- Task
Find every line in the data that contains the word "below". Return each of those lines.

- Information provided
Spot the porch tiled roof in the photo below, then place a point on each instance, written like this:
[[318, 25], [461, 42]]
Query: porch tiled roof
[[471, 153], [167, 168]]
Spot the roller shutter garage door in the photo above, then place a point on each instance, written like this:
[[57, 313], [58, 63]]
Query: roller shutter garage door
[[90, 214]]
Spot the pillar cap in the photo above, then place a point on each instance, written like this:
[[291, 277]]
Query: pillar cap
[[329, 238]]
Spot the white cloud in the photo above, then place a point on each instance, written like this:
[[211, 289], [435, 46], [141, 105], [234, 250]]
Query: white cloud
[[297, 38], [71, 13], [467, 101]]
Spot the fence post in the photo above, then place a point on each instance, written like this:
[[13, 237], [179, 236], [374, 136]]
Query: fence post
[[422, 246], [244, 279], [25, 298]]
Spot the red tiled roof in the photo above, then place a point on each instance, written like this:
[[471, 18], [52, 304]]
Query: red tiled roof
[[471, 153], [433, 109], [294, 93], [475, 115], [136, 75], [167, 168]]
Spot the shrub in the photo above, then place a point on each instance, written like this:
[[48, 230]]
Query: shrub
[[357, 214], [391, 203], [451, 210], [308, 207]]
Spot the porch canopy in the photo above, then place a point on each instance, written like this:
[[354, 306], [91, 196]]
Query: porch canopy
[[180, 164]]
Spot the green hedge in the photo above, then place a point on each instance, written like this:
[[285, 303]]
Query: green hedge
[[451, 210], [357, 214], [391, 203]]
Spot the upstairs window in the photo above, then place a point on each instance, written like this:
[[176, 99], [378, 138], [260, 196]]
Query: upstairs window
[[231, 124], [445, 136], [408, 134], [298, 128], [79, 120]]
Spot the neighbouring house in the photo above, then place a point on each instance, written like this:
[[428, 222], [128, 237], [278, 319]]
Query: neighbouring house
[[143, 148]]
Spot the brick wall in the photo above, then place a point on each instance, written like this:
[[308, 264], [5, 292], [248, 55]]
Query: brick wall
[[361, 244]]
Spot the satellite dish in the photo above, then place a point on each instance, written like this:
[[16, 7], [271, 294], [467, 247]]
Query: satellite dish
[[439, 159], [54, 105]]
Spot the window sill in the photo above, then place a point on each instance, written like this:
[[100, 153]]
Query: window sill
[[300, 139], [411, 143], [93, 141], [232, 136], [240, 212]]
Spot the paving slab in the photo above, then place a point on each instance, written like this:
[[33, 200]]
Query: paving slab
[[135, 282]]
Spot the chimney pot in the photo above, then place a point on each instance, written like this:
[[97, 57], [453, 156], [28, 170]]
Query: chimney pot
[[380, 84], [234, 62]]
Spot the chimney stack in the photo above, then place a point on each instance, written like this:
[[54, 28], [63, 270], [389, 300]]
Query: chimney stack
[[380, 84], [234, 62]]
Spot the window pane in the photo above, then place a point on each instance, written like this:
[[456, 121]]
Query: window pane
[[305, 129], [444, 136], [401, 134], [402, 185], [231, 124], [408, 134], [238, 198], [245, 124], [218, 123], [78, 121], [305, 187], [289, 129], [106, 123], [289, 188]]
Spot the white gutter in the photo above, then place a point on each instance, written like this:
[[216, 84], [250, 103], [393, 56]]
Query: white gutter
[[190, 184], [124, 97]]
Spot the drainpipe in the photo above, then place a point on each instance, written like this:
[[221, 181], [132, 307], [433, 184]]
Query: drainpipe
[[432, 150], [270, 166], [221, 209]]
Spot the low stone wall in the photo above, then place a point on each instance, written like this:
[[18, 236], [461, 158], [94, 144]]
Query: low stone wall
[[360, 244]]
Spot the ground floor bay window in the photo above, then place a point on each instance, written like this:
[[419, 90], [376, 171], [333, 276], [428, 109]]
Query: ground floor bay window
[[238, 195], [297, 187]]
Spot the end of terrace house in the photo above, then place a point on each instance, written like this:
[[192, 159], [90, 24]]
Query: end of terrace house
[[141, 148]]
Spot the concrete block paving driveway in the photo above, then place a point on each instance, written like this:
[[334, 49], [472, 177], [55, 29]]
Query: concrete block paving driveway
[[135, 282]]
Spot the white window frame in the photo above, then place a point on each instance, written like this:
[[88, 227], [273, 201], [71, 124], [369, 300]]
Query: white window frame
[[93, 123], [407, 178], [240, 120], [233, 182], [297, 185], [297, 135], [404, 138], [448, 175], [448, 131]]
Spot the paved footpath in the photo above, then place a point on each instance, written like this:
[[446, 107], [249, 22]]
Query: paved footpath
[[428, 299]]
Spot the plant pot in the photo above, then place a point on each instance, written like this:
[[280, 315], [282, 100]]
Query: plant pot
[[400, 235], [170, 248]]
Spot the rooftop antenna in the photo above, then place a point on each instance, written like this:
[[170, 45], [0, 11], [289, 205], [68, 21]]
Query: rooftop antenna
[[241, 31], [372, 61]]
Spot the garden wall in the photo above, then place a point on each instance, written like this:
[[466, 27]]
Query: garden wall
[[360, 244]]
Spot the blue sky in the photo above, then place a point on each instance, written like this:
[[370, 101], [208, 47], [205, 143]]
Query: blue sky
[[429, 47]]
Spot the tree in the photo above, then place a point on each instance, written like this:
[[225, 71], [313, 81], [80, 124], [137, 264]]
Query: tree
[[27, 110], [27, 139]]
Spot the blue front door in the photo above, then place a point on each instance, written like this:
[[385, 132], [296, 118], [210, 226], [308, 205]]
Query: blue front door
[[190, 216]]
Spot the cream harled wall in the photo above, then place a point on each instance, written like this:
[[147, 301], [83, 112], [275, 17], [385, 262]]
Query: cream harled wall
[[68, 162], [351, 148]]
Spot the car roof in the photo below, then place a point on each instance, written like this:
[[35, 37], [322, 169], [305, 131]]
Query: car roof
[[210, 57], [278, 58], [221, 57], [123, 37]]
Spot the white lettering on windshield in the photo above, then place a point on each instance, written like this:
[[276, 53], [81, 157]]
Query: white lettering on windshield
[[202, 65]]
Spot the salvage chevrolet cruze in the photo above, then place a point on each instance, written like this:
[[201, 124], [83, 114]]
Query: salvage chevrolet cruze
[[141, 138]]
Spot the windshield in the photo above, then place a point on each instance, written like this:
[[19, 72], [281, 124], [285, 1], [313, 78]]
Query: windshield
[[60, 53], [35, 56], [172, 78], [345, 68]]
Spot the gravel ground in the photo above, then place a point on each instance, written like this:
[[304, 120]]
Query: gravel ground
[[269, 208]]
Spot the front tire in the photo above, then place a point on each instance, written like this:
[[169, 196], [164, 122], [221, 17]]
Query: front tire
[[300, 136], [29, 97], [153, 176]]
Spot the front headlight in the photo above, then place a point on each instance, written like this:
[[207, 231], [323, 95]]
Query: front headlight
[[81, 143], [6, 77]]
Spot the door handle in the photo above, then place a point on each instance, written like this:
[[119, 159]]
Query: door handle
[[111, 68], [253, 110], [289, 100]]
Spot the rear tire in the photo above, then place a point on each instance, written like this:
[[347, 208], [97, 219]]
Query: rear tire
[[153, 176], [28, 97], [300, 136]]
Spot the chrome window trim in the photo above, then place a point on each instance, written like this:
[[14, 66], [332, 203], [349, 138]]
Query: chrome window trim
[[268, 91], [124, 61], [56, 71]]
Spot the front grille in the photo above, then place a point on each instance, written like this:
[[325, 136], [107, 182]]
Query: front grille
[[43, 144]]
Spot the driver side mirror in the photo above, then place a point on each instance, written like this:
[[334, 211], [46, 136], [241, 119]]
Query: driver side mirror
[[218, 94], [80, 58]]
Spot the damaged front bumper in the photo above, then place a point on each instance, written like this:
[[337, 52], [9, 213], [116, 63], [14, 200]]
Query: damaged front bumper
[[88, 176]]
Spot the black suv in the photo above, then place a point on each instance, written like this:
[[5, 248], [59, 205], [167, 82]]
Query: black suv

- Result for this exercise
Spot the porch tiled roof in the photo below, then place a point on each instance, written like this:
Spot the car roof in the photo below, then place a point on each instance, written like this:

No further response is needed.